▸ Selected text
▬▬▬

H.B. 5232 An Act Concerning a Minimum Base Rate for Methadone Maintenance Treatment

Home H.B. 5232 An Act Concerning a Minimum Base Rate for Methadone Maintenance Treatment

DATE:    February 25, 2020
TO:         Human Services Committee
FROM:  Ben Shaiken, Manager of Advocacy & Public Policy, The Alliance

RE:         H.B. 5232 An Act Concerning a Minimum Base Rate for Methadone Maintenance Treatment and S.B. 193 An Act Concerning Methadone Maintenance

Good evening Senator Moore, Representative Abercrombie, Senator Logan, Representative Case and members of the Human Services Committee.

My name is Ben Shaiken, Manager of Advocacy & Public Policy at the CT Community Nonprofit Alliance (The Alliance). The Alliance is the statewide association of community nonprofits.  Community nonprofits provide essential services in every city and town in Connecticut, serving half a million people in need and employing 117,000 people across the State. They are an important part of what makes Connecticut a great place to live and work and an important piece of our economy.

Thank you for the opportunity to provide testimony today on two bills:

  1. In support of H.B. 5232 An Act Concerning a Minimum Base Rate for Methadone Maintenance
  2. With concerns regarding S.B. 193 An Act Concerning Methadone Maintenance.

H.B. 5232 An Act Concerning a Minimum Base Rate for Methadone Maintenance

Last year, the budget implementer included language directing DSS to create performance measures for Methadone providers. This language – which was never vetted though a public hearing process –set unrealistic deadlines for performance measures to be developed and go into effect. Ultimately, this language, currently in law, would penalize providers with rate cuts if the measures were not met. In July, Methadone providers immediately working with DSS with great concern, and after months of work, DSS has still not been able to meet any of these deadlines.

▬▬▬

Plain-language descriptions of regions
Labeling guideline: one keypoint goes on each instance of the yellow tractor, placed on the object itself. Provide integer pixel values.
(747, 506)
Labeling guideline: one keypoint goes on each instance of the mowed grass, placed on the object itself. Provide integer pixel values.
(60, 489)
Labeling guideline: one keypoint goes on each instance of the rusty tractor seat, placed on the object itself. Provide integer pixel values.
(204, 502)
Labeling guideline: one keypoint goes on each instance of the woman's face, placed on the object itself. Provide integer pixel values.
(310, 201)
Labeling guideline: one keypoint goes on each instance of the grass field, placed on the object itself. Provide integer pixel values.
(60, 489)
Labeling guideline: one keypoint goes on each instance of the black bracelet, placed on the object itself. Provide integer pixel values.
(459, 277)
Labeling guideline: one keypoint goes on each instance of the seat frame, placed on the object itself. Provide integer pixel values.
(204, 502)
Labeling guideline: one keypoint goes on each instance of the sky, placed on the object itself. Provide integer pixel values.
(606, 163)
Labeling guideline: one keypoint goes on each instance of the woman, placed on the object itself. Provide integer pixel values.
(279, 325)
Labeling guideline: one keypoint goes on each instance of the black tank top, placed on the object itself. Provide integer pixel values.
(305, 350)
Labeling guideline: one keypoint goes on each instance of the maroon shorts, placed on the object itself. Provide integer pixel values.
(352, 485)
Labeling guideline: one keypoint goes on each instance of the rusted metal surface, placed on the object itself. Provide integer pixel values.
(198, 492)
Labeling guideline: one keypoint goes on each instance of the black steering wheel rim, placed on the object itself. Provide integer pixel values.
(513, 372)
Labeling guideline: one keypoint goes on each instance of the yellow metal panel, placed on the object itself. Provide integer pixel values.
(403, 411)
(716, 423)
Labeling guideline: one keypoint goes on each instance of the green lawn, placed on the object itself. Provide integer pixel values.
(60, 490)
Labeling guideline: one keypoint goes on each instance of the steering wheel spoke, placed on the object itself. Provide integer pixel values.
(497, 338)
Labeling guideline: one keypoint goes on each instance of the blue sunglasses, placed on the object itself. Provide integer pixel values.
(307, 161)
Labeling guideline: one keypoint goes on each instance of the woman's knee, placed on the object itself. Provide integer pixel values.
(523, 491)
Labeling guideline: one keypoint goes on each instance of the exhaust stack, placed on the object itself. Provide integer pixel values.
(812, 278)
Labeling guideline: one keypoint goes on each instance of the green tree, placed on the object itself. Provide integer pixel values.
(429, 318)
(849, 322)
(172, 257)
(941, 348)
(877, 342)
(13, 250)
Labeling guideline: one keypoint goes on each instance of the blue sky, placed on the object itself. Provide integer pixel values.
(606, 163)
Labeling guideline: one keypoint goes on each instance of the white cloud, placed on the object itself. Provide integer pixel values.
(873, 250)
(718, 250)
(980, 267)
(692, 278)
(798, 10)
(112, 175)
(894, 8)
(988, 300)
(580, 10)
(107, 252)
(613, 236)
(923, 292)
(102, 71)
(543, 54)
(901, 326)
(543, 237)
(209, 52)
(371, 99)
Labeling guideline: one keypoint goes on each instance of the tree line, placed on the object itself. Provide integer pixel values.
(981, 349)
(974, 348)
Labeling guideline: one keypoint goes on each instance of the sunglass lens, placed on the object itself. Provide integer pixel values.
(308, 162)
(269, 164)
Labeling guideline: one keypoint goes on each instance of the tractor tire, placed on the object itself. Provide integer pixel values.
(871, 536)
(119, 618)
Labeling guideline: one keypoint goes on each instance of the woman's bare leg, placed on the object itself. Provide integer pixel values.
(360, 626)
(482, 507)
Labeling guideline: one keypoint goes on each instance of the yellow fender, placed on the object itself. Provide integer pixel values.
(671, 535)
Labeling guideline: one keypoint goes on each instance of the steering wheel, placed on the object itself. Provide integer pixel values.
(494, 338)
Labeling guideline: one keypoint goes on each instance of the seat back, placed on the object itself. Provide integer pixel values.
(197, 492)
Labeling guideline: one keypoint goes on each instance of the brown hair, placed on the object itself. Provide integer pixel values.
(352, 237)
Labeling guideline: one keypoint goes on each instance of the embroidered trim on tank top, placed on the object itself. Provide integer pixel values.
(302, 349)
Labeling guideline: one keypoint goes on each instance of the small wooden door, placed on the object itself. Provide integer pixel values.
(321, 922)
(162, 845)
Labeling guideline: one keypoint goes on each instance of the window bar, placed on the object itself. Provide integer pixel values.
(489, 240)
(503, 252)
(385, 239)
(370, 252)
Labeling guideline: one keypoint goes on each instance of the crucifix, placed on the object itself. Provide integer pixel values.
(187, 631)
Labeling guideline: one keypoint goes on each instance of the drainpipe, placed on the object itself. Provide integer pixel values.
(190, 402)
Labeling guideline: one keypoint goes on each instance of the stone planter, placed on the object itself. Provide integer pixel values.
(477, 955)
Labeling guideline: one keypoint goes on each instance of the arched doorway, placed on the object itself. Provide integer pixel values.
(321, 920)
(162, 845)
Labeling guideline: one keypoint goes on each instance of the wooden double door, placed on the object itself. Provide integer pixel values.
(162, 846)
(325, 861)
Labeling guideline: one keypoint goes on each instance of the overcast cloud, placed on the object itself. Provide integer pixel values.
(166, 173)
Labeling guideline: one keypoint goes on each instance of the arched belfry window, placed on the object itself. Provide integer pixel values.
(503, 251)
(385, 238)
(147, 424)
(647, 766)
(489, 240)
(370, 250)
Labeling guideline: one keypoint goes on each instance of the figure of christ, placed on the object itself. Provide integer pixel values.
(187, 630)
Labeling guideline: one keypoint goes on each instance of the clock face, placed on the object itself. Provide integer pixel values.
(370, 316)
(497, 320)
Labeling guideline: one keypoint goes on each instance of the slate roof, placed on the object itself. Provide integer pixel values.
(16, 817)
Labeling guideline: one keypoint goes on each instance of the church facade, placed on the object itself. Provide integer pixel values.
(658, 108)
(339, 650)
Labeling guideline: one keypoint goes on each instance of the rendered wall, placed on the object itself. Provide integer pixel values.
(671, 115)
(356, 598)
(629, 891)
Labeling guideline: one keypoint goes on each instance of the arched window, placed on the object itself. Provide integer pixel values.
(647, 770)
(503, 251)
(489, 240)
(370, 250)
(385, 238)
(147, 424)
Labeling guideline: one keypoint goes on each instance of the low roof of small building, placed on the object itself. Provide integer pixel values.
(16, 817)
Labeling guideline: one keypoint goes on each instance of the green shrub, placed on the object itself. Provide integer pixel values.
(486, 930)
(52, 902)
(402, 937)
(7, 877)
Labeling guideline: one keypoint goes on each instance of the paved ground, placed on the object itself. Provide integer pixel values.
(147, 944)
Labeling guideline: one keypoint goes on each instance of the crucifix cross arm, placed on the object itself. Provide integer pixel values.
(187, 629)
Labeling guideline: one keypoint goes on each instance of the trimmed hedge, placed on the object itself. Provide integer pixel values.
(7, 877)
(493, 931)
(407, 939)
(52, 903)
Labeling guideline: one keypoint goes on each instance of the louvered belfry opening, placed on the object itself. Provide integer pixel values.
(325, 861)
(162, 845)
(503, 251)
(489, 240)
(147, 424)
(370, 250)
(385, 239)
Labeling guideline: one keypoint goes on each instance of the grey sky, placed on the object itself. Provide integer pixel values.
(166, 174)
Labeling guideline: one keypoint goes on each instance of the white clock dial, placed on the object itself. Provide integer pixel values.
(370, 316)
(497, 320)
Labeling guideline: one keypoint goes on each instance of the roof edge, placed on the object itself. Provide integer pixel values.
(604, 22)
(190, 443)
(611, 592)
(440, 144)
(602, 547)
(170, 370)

▬▬▬

▸ Task objective
Reproduce the passage of the methadone testimony between "RE:         H.B. 5232" and "of our economy.", inclusive. This data has nothing to do with the testimony on methadone maintenance.

▸ Answer for the task
RE:         H.B. 5232 An Act Concerning a Minimum Base Rate for Methadone Maintenance Treatment and S.B. 193 An Act Concerning Methadone Maintenance

Good evening Senator Moore, Representative Abercrombie, Senator Logan, Representative Case and members of the Human Services Committee.

My name is Ben Shaiken, Manager of Advocacy & Public Policy at the CT Community Nonprofit Alliance (The Alliance). The Alliance is the statewide association of community nonprofits.  Community nonprofits provide essential services in every city and town in Connecticut, serving half a million people in need and employing 117,000 people across the State. They are an important part of what makes Connecticut a great place to live and work and an important piece of our economy.